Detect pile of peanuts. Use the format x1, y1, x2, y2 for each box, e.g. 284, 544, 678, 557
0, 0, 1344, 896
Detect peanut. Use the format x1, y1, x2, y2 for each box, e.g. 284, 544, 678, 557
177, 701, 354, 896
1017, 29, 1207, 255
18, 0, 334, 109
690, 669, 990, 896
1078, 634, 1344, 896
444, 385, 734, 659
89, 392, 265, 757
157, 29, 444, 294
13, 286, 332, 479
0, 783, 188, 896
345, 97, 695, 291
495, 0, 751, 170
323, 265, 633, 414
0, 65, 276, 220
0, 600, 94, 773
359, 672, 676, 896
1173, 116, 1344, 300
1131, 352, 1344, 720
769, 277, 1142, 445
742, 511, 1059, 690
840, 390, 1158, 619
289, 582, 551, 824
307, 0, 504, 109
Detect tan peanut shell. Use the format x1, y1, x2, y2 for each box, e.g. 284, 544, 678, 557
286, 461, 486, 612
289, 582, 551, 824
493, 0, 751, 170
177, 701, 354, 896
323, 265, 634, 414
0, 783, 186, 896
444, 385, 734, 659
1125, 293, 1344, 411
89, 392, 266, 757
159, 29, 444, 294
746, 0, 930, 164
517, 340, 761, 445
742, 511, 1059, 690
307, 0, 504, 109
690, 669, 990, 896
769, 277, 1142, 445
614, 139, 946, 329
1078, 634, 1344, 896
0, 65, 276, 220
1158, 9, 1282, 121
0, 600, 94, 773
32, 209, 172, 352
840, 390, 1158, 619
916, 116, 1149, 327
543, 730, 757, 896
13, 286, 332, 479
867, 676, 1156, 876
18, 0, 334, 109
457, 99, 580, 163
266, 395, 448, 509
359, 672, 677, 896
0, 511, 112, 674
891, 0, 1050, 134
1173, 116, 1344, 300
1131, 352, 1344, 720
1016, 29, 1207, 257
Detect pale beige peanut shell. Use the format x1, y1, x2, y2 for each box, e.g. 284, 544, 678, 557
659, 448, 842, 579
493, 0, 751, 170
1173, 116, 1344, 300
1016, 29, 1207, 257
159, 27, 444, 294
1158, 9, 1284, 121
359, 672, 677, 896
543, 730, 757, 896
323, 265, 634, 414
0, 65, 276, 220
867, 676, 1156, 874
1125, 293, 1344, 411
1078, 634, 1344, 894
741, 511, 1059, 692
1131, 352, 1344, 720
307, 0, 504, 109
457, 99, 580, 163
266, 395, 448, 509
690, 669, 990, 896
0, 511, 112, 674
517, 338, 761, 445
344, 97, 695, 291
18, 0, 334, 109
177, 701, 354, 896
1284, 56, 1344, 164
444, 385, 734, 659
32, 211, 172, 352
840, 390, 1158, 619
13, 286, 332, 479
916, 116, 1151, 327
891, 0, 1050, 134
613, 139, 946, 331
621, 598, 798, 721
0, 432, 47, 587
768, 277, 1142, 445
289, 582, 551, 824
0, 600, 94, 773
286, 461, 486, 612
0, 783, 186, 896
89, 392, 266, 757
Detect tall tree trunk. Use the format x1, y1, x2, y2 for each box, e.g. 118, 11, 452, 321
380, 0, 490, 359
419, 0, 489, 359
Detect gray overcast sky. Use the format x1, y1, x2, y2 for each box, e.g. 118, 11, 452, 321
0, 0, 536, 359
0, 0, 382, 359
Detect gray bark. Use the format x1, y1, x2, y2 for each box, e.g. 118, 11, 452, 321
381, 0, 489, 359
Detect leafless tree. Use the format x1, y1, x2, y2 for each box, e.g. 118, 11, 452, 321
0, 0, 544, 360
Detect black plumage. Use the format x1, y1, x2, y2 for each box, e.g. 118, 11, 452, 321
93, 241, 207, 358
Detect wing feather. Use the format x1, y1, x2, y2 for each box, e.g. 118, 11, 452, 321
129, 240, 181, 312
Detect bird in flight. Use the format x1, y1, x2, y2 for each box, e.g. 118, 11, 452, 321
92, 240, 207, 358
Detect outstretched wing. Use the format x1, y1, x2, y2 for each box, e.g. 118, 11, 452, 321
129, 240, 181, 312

▶ [Task details]
Please turn the records into a Markdown table with the columns Number and Record line, one row per line and no blank lines. Begin at the line that has "Detect outstretched wing." and stop after the last line of the records.

▶ [Output of the task]
| Number | Record line |
|---|---|
| 1 | Detect outstretched wing. Use the format x1, y1, x2, y2 for each box, e.g. 118, 11, 452, 321 |
| 2 | 129, 240, 181, 312 |